(Natural-language object grounding data)
□ □ □ □
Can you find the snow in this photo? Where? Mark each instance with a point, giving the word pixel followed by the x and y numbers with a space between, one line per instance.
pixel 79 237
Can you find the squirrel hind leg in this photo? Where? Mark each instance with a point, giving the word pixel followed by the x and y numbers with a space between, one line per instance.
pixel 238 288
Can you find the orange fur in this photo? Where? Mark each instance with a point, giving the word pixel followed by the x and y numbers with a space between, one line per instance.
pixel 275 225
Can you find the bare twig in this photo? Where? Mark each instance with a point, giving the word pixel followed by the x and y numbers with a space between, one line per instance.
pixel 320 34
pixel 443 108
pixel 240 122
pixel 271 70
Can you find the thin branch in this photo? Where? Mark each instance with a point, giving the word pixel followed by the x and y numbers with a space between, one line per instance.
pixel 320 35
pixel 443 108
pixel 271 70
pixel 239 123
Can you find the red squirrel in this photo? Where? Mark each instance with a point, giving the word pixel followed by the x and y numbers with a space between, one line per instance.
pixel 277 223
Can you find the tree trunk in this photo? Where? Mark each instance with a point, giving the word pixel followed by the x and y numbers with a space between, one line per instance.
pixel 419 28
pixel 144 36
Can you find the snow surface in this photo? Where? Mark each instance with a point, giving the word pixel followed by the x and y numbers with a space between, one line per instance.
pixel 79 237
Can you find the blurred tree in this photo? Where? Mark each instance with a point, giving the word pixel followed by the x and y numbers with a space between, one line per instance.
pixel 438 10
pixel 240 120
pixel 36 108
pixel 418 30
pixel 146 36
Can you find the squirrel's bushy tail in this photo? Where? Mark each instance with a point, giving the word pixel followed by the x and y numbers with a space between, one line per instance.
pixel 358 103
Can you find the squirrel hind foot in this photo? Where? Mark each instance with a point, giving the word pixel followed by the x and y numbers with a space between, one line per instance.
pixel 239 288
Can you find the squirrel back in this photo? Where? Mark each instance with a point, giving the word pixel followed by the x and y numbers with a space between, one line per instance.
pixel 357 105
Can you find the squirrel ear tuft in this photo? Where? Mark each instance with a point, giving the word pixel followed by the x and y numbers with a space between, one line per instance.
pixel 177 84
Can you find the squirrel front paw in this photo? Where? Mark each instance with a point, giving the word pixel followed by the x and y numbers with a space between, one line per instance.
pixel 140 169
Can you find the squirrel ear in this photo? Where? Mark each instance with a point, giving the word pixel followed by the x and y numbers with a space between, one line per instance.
□ □ □ □
THE PROBLEM — Each line of the data must come back exactly as written.

RESULT —
Can you find the snow in this photo? Where? Mark each instance with a point, giving the word pixel followed by the x and y numbers with a space between, one line per instance.
pixel 79 237
Can you find the squirrel hind leg in this photo? Where? Mark each instance with a point, giving the word pixel followed by the x and y numbers with a space between, one line per instance.
pixel 238 288
Can you find the orange fur in this photo? Where? Mark each instance with a point, giving the word pixel followed by the x and y numbers with a space between, one line per instance.
pixel 275 225
Can you find the bare twig in this photo? Where? Mark each instance with a point, giving the word pixel followed by the x and y numbers with a space between, one line per instance.
pixel 320 34
pixel 443 108
pixel 240 122
pixel 271 70
Can you find the thin branch in this photo? Where? Mark each instance with a point, giving the word pixel followed by the x and y numbers with a space between, one line per instance.
pixel 320 35
pixel 443 108
pixel 271 70
pixel 239 123
Can you find the red squirrel in this photo? Where? Mark each instance with a point, giving the word pixel followed by the x and y numbers with a space between, one line per instance.
pixel 277 223
Can you find the tree trunk in this photo? Where? Mark each instance with a point, giving the word pixel followed by the x and y numbers with a space between, one line per instance.
pixel 419 28
pixel 144 36
Can you find the snow surface in this photo? Where? Mark each instance with a point, giving the word pixel followed by the x and y numbers with a space between, one line per instance.
pixel 79 237
Can you find the blurred tree in this photo? Where? Mark each instance with a point, giving the word pixel followed by the x and y numbers with a space between, one line per instance.
pixel 438 10
pixel 240 120
pixel 36 108
pixel 418 30
pixel 146 36
Can you find the squirrel's bushy tail in this photo? Where? Mark each instance with a point, giving the word pixel followed by the x and y numbers with a space between, one line per instance.
pixel 358 103
Can you find the squirrel hind foot in this photo? Where? Mark each instance with a point, giving the word pixel followed by the x and y numbers with a space between, one line per instance.
pixel 239 288
Can you find the squirrel back in this photo? Where? Mark each instance with a point, giving the word pixel followed by the x and y numbers with a space between, one line per instance.
pixel 357 105
Can you find the squirrel ear tuft in this photo? Where? Mark each instance with a point, giving the word pixel followed by the x and y numbers with a space between, one line per instance.
pixel 177 84
Can you find the squirrel front paw in this photo? Where? Mark each instance with a point, giving the word pixel followed by the x and y numbers with a space between, one line per instance.
pixel 140 169
Can you find the squirrel ear in this photo? Where? Mark each instance with a point, giving the word pixel followed by the x and y numbers with a space between, one line per instance.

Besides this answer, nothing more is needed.